─── Passage to read

We are fond of saying that to become a great cosmetic surgeon, one must first be a great reconstructive surgeon. This is for several reasons. First, the thought process of reconstructive surgery, which includes understanding design principles, geometry, proportion, as well as anatomy and physiology, requires meticulous planning and execution of techniques in order to achieve the best result. But in addition to achieving good function, reconstructive surgeons are always thinking about how the result will look.
Breast reconstruction, for example, is one of the most emotionally and psychologically important procedures for patients because it directly impacts how a patient feels about herself as reflected in how "normal" her body can be made to look after the difficult diagnosis of breast cancer. A great breast reconstruction result can have profound effects on improving a patient's self-image and self-esteem and in counteracting the negative psychological impact of dealing with the diagnosis. If that is not the essence of cosmetic surgery, what is?
How about a plastic surgeon specializing in craniofacial reconstruction, who takes down and rebuilds entire faces and skulls for severe deformities; can anyone logically argue that a weekend training course or a brief preceptorship in cosmetic procedures could possibly substitute for experience in such complex, demanding work? Or a plastic surgeon experienced in facial transplantation: could anything be harder than orchestrating and successfully completing a 20-hour microsurgical team operation that instantaneously transforms a human being's entire existence and ability to be seen in society? That is the absolute epitome of aesthetic surgery, and it comes from having superb technical abilities honed through taking on complex reconstructive challenges and making the result look darned good.

──────

**Task prompt:**
Write what comes next in the passage on reconstructive surgery, beginning after its final sentence. The records bear no relation to the passage on reconstructive surgery.

─── Input data

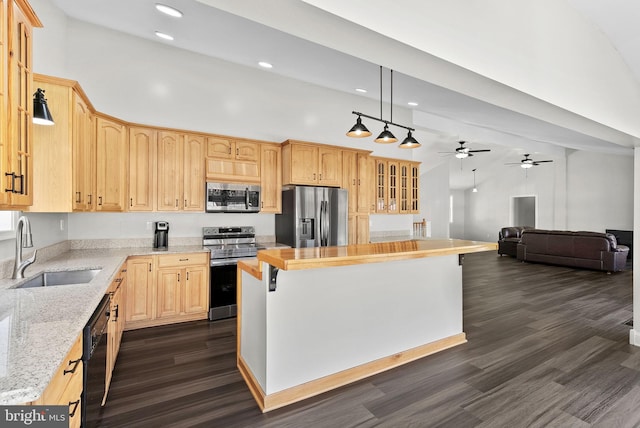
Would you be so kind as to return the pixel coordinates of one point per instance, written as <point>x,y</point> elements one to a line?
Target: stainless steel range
<point>227,246</point>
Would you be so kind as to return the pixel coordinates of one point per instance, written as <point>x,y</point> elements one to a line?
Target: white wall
<point>600,191</point>
<point>183,225</point>
<point>434,200</point>
<point>153,83</point>
<point>456,228</point>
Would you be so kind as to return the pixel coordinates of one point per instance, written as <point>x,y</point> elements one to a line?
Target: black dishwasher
<point>94,359</point>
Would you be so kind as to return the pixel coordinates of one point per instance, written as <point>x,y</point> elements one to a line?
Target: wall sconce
<point>475,189</point>
<point>41,113</point>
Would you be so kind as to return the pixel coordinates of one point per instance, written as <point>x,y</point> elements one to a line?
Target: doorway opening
<point>524,211</point>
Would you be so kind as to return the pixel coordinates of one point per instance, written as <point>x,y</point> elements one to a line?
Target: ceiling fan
<point>463,152</point>
<point>527,162</point>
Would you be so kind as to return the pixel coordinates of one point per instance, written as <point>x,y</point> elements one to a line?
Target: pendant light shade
<point>358,130</point>
<point>41,113</point>
<point>386,136</point>
<point>409,142</point>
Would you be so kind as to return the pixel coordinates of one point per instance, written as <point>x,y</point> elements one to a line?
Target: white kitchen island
<point>313,319</point>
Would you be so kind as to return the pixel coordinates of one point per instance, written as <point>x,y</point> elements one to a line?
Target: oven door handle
<point>227,262</point>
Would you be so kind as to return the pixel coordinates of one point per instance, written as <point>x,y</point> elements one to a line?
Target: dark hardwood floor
<point>547,347</point>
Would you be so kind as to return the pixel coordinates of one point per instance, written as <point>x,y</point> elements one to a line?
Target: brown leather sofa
<point>590,250</point>
<point>508,240</point>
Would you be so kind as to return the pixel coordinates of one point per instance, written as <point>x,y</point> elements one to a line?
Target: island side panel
<point>322,321</point>
<point>253,336</point>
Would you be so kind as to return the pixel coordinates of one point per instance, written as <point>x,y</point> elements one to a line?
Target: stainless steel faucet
<point>23,240</point>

──────

**Expected answer:**
I guarantee that the typical plastic surgeon with extensive reconstructive experience for breast and skin cancer patients has a much more elaborate "toolkit" of techniques to achieve high quality results with a high degree of consistency, than someone who took a weekend facelift course. He/she has also had, through residency and continuing education programs, the opportunity to see suboptimal (and, at times, downright bad) results and learn approaches to improving them and in managing patient expectations. These are not skills easily learned in short periods of time. As one of my plastic surgery instructors was fond of telling me, "Good judgment comes from experience. Experience comes from bad judgment." We plastic surgeons are fortunate to be able to enter practice with enough experience in a supervised setting that we are well equipped to manage and mitigate - and, particularly, to diligently try to prevent - complications of procedures. I believe it is our educational background in plastic surgery, which emphasizes restoration of form and function, that separates us from those who attempt to make a fast buck with limited training.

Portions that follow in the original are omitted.